BRIEF —
Output the records in full, exactly as given.

Stored data —
--- --- ---

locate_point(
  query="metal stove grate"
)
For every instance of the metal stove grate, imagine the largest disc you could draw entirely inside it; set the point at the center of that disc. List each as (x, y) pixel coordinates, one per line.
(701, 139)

--- --- ---

WRITTEN ANSWER —
locate_point(
  query="metal stove grate"
)
For every instance of the metal stove grate, imagine the largest disc you could draw entirely inside it; set the point at the center of that disc. List each as (x, y) pixel coordinates, one per line.
(701, 139)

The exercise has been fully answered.